- [PROBLEM DESCRIPTION] Go through the items below and pull out each line that contains the word "birch". Copy those lines unchanged.

- [ROWS]
____________
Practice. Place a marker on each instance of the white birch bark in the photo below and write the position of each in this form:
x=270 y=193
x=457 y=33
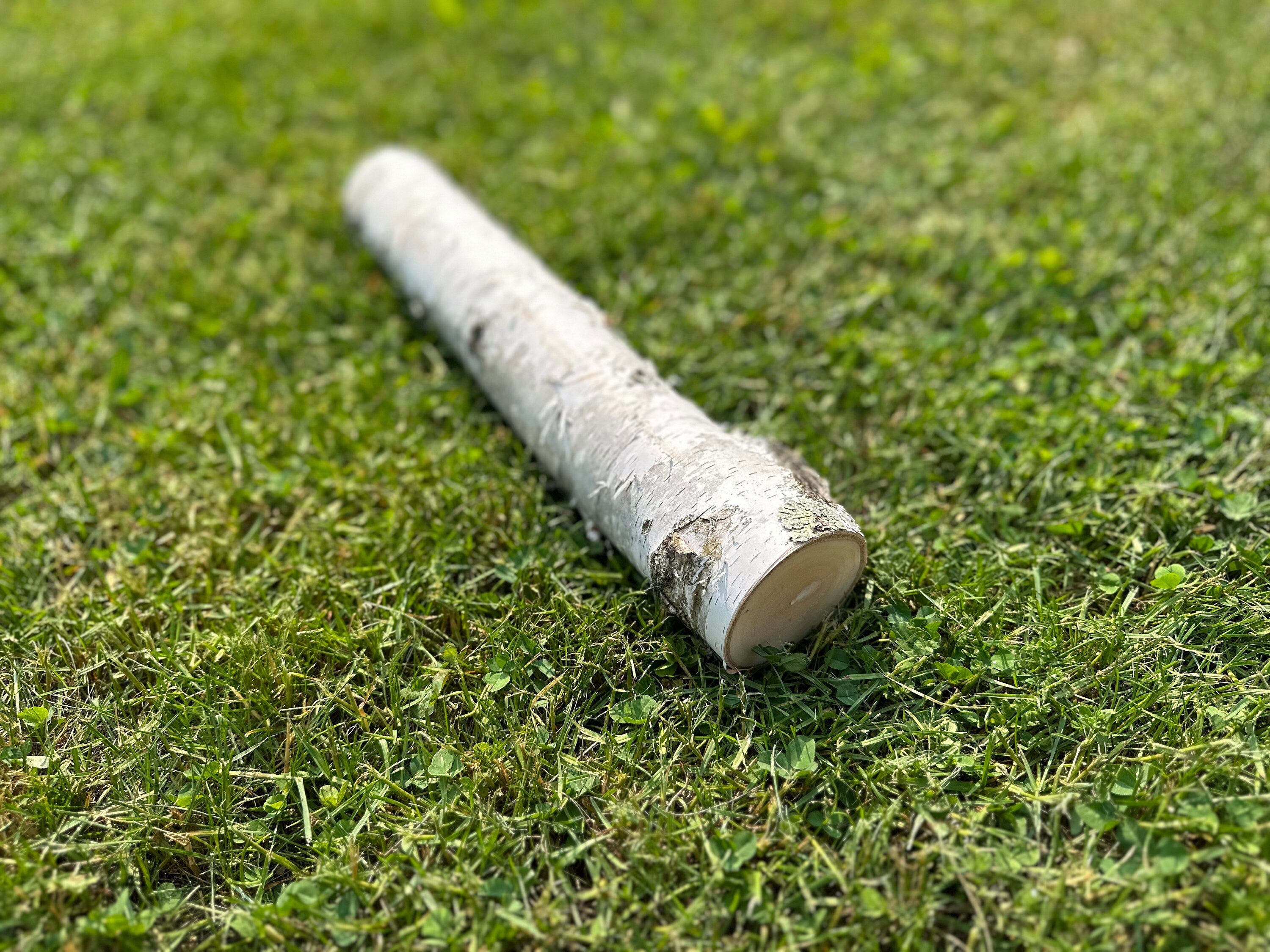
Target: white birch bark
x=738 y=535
____________
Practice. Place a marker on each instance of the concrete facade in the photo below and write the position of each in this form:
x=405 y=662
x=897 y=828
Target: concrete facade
____________
- [REPLY TO THE EXERCISE]
Practice. Place a marker on each instance of the white birch bark in the photo below and write the position of each in this form:
Target: white birch bark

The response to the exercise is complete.